>> START Dataset entries

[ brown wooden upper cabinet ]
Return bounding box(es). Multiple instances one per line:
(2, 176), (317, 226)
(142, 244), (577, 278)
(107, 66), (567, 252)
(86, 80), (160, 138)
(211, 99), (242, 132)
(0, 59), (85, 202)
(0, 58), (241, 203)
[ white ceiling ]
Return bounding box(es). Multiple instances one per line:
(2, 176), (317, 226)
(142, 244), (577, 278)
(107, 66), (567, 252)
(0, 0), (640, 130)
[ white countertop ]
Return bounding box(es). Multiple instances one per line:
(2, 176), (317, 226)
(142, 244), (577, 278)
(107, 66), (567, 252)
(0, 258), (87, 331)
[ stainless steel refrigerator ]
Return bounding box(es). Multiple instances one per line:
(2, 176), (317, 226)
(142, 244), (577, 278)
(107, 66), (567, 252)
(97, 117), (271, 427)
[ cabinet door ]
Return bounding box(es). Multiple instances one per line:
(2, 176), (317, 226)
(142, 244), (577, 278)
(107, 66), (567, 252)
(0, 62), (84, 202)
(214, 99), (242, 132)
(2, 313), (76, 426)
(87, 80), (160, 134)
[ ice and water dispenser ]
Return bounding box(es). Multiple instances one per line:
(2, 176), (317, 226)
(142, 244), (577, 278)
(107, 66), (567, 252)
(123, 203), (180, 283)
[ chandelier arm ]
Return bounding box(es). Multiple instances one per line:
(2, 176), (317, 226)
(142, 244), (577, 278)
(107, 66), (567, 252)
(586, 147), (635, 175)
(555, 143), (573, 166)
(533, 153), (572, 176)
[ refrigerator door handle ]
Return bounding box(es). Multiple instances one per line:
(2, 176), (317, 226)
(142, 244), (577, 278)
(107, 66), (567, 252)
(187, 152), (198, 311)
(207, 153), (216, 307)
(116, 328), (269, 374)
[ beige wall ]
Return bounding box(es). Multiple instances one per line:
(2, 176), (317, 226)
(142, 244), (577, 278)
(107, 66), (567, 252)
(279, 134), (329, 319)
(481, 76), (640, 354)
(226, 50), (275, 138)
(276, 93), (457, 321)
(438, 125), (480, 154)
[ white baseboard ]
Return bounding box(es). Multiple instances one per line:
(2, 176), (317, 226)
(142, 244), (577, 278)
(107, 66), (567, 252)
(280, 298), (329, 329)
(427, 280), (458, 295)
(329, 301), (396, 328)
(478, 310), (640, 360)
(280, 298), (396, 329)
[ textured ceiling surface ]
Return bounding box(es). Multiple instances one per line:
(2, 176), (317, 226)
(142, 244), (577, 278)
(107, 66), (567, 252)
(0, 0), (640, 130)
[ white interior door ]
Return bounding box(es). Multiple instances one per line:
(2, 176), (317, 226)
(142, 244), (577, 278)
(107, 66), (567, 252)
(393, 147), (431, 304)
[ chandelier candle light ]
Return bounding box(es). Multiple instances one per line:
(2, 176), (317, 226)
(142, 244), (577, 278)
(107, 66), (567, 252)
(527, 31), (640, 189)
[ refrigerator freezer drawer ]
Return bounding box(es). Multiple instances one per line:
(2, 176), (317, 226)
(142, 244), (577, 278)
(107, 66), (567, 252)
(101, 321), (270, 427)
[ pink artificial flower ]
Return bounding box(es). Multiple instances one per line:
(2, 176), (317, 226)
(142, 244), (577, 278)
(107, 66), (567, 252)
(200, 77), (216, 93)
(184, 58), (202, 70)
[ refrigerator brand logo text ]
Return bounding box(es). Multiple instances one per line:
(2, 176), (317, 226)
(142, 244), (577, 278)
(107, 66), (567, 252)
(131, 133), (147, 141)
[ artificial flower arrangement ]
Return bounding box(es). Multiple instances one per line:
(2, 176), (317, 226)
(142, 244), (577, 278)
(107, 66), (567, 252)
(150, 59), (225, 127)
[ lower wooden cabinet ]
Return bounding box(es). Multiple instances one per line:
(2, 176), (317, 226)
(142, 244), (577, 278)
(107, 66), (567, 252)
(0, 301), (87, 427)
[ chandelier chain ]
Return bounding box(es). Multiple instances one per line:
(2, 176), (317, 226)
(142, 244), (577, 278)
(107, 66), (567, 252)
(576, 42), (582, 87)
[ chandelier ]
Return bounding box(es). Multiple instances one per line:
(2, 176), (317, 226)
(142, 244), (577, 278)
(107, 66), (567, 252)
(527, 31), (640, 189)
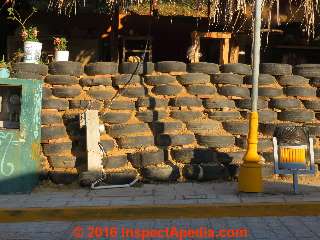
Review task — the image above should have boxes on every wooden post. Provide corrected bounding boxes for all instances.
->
[220,38,230,64]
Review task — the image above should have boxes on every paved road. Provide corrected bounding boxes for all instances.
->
[0,217,320,240]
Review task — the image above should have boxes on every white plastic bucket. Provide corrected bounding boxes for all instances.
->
[54,51,69,62]
[23,41,42,63]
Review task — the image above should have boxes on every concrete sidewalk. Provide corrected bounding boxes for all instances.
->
[0,182,320,222]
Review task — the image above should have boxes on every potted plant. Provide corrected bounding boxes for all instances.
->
[0,56,10,78]
[8,8,42,63]
[53,37,69,62]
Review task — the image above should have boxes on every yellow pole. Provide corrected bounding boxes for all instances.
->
[238,0,263,192]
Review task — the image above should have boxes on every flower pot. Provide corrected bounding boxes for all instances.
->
[0,68,10,78]
[54,51,69,62]
[23,41,42,63]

>> END Dataset entries

- Short task:
How many lines above contain the string "white"? Treat uppercase and lowercase letters as different, and reply with only the number.

- Task response:
5